== WORK INSTRUCTIONS ==
Pull every line containing "cluster" from the entries.
• • •
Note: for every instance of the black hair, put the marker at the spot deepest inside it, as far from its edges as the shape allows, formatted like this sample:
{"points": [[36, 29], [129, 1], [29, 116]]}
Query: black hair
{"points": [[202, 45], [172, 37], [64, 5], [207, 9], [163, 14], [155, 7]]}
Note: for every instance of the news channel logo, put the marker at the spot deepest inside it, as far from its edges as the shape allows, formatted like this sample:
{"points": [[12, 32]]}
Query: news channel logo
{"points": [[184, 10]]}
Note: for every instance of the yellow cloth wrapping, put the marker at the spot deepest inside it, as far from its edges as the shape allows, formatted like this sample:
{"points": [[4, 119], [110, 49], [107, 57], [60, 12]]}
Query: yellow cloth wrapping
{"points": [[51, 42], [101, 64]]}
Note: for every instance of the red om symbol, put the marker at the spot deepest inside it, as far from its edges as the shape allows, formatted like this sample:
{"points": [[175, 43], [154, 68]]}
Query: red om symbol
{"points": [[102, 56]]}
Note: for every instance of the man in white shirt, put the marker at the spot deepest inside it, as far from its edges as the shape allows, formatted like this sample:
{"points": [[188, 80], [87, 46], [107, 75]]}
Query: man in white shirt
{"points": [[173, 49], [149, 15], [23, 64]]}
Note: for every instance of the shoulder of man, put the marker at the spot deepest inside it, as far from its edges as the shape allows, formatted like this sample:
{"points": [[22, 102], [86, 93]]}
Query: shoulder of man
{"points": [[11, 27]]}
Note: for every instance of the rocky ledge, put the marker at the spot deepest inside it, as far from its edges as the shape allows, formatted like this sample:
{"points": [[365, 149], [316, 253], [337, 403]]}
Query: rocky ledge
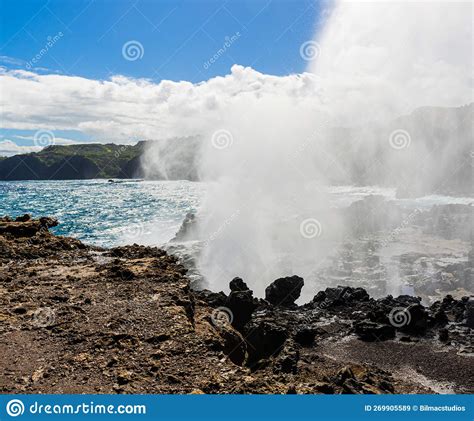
{"points": [[80, 319]]}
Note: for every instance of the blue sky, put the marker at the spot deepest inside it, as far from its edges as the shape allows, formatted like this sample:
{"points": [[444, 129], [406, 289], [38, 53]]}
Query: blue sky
{"points": [[175, 41], [178, 37]]}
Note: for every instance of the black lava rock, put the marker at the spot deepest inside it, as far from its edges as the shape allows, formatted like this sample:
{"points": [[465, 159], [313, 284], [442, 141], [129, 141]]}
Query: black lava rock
{"points": [[370, 331], [237, 284], [284, 291]]}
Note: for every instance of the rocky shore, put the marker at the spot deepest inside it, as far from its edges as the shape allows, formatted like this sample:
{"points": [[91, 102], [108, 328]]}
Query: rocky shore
{"points": [[80, 319]]}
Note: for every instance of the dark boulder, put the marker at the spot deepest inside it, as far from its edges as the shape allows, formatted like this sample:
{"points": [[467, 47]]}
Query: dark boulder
{"points": [[469, 314], [284, 291], [265, 339], [237, 284], [242, 304], [370, 331]]}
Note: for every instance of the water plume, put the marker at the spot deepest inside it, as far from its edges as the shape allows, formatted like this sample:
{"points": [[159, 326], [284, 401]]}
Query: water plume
{"points": [[268, 158]]}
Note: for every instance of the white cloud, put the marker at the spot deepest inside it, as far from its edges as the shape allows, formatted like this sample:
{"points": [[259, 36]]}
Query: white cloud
{"points": [[376, 60], [9, 148], [123, 108], [385, 58]]}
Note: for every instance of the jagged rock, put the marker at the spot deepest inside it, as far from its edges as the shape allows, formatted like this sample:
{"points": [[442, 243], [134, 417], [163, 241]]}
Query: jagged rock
{"points": [[265, 338], [470, 314], [443, 335], [284, 291], [237, 284], [287, 359], [370, 331], [418, 319], [339, 296], [26, 217], [242, 304], [305, 336]]}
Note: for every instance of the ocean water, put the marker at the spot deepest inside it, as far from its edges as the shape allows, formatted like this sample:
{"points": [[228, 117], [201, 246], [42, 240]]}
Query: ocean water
{"points": [[147, 212], [106, 214]]}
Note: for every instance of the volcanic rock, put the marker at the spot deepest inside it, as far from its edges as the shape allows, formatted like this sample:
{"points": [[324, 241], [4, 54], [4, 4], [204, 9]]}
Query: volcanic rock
{"points": [[284, 291]]}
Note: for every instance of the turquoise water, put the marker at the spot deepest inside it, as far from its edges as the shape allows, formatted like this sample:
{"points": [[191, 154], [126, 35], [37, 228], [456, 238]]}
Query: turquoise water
{"points": [[102, 213], [146, 212]]}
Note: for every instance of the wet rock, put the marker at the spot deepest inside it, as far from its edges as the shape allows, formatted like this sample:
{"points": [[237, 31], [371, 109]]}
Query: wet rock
{"points": [[339, 296], [265, 339], [242, 304], [287, 359], [235, 346], [469, 314], [305, 336], [25, 218], [187, 228], [284, 291], [237, 284], [443, 335], [213, 299], [417, 319], [370, 331]]}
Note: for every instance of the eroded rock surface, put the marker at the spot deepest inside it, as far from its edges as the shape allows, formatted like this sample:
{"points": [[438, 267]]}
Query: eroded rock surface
{"points": [[78, 319]]}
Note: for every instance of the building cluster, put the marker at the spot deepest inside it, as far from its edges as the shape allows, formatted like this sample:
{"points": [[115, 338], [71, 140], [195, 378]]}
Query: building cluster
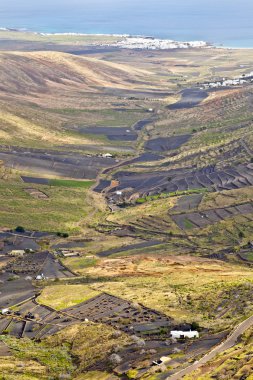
• • •
== TASK ANSWER ==
Note: for every instance of the building cluster, put the marker at the spot deepest inside it, as far from its edges as the shape allows, formatted like this sample:
Query: building cluster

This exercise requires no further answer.